Start of Excerpt
The Biopulsar also gives us the ability to look at the organ systems and apply concepts from multiple systems of medicine, including conventional, Ayurvedic, Chinese, and naturopathic medicine.

And now we are getting into Ron Popeil territory here. I’m half expecting somebody to tell me that this “Biopulsar” slices! Dices! Even does a ripple cut!

Eric @10 — Actually, many of the premeds I see these days aren’t too bad with physics. And when I see a particularly good doctor and tell them what I do, they often perk up and say they really liked physics back in college. And fortunately, our local med school/teaching hospital seems to have avoided all traces of quackademia and woo — so far (knock on Formica).

Curiously, Ron Popeil’s half-sister is the highly respected vocalist and voice coach Lisa Popeil. Showmanship runs in the family, though — according to Wiki, she performed in her underwear in a Frank Zappa show doing the sprechstimme piece “The Dangerous Kitchen” and a song called “Teenage Prostitute” in full-on operatic style.

We now return you to your regularly scheduled programming.

Hickie #7: WTF is up with anti-vaccine pediatricians? I wish I believed in a hell with a special place for them, really.

And it’s nice to know that someone anti-vaccine is dealing with immunosuppressed cancer patients.

And now we are getting into Ron Popeil territory here. I’m half expecting somebody to tell me that this “Biopulsar” slices! Dices! Even does a ripple cut!

With the exception that Popeil’s gimmicks did more or less what he claimed they did.

I vague;y remember some other TV news item on woo-things linked here or SBM turned out to also be from a unidentified syndicated feed — making it look like the reporter and subject were local when they weren’t. These pieces are created for this purpose, otherwise they’d have some local identifiers (“a Detroit woman…”). IIRC the other one I recall was about dog acupuncture (??).
End of Excerpt
■ **Task set**
1. Answer these questions using the comments:
(a) Which systems of medicine does the Biopulsar let practitioners draw on?
(b) Who is Ron Popeil's half-sister?
(c) Which subject do good doctors often say they liked in college?
2. Rewrite the comments from "And it’s nice" up to and including "claimed they did.", replacing "gimmicks" with "gadgets".
The rows have nothing to do with the comments.
Start of Dataset
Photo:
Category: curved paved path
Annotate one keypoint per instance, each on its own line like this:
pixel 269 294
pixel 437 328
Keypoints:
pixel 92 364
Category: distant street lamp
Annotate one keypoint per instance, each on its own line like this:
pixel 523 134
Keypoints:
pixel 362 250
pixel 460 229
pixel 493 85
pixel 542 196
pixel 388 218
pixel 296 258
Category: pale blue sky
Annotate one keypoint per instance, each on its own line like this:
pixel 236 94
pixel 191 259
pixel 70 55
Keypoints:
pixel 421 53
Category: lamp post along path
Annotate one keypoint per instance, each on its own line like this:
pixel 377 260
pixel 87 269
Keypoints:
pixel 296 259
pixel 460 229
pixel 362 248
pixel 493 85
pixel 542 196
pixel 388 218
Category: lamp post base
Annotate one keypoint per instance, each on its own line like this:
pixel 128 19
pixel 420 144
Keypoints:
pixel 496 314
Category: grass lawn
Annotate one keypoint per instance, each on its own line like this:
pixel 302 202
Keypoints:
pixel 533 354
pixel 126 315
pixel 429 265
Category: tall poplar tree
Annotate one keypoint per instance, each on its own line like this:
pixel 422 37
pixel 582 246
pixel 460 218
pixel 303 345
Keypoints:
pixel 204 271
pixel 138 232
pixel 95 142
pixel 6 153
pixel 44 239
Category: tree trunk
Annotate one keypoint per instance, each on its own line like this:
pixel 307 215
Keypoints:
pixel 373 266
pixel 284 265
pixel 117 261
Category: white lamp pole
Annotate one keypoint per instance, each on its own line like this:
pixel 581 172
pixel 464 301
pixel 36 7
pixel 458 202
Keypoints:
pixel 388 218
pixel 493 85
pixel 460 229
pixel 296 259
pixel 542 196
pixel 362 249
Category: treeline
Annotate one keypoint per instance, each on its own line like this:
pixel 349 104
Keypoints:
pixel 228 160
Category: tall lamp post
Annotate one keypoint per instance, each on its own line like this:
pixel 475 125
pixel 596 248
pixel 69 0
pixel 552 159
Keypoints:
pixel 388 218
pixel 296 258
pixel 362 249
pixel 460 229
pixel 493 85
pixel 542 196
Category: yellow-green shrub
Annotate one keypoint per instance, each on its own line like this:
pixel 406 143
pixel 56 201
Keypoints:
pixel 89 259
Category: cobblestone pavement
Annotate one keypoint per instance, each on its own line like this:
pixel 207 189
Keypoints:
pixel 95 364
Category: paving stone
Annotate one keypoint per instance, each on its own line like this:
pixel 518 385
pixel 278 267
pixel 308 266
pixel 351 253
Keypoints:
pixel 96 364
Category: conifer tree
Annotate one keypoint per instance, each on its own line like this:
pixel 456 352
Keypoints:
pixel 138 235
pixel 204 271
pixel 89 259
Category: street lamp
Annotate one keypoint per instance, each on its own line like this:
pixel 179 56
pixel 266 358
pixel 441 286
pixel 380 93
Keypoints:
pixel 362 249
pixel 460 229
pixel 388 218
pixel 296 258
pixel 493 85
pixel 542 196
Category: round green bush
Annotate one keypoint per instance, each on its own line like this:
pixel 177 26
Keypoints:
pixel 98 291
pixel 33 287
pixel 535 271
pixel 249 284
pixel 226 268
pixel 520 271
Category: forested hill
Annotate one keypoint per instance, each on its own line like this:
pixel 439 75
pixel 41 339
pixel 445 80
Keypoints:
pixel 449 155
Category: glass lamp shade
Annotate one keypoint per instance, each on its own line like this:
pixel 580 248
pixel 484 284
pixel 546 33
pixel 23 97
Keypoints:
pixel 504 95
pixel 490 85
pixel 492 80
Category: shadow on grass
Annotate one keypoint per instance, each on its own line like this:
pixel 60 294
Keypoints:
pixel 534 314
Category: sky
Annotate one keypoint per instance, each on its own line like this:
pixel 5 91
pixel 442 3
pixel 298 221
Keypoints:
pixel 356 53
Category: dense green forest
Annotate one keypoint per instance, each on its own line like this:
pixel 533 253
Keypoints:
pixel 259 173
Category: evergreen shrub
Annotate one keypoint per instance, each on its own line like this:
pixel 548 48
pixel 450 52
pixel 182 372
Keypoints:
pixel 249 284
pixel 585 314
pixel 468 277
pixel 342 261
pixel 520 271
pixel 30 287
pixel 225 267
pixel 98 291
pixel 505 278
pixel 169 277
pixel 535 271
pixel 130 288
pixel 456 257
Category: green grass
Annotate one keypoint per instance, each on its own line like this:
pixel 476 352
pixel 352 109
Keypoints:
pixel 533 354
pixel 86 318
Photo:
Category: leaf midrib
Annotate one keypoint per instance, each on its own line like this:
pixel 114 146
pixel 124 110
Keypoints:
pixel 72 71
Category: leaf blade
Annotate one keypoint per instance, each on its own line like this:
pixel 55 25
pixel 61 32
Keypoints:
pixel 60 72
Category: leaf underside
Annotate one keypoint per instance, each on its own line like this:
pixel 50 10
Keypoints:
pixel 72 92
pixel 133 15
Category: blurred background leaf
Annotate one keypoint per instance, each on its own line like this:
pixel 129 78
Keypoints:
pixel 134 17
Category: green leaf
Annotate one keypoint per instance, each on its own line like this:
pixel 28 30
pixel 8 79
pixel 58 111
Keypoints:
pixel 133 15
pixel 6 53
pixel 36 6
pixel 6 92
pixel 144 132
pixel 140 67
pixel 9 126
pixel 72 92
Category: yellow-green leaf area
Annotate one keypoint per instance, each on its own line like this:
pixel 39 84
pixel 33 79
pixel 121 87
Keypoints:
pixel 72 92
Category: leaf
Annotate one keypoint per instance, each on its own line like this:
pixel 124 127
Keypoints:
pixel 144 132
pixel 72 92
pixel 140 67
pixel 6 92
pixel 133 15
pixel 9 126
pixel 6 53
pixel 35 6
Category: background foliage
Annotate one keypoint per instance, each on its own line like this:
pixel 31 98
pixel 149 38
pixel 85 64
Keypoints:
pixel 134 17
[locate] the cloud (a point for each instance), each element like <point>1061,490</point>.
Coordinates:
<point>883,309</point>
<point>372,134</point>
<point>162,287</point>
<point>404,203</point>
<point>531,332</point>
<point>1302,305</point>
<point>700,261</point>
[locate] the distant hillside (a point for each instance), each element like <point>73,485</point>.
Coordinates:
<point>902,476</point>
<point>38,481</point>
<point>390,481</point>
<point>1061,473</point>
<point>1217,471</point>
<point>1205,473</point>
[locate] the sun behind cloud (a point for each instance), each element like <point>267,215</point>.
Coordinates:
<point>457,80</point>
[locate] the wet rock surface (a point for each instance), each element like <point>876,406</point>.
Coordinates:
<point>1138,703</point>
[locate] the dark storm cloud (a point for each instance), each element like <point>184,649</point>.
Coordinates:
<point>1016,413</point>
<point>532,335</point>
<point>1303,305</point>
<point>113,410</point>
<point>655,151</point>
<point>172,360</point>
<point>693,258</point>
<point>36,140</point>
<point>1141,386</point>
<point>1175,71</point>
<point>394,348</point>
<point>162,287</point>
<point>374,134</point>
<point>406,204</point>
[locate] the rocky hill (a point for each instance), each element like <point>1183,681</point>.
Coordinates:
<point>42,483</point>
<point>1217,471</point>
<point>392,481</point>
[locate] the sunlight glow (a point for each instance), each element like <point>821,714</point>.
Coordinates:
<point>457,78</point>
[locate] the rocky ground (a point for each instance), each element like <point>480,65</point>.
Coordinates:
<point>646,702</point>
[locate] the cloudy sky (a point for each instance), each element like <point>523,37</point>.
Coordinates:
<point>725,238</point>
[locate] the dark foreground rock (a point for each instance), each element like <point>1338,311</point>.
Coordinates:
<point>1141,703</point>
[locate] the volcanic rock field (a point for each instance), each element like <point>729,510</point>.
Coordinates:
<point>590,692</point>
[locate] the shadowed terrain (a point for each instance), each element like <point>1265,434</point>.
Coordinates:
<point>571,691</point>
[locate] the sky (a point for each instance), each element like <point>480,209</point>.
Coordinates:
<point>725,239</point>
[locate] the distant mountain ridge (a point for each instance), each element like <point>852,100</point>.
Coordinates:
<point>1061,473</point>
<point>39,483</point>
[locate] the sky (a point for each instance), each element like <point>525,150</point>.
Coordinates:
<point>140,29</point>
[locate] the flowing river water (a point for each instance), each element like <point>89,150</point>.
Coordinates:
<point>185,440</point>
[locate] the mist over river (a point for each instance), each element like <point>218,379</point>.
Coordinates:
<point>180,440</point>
End of Dataset
■ **Solution list**
1.
(a) Conventional, Ayurvedic, Chinese, and naturopathic medicine.
(b) Lisa Popeil, a vocalist and voice coach.
(c) Physics.

2.
And it’s nice to know that someone anti-vaccine is dealing with immunosuppressed cancer patients.

And now we are getting into Ron Popeil territory here. I’m half expecting somebody to tell me that this “Biopulsar” slices! Dices! Even does a ripple cut!

With the exception that Popeil’s gadgets did more or less what he claimed they did.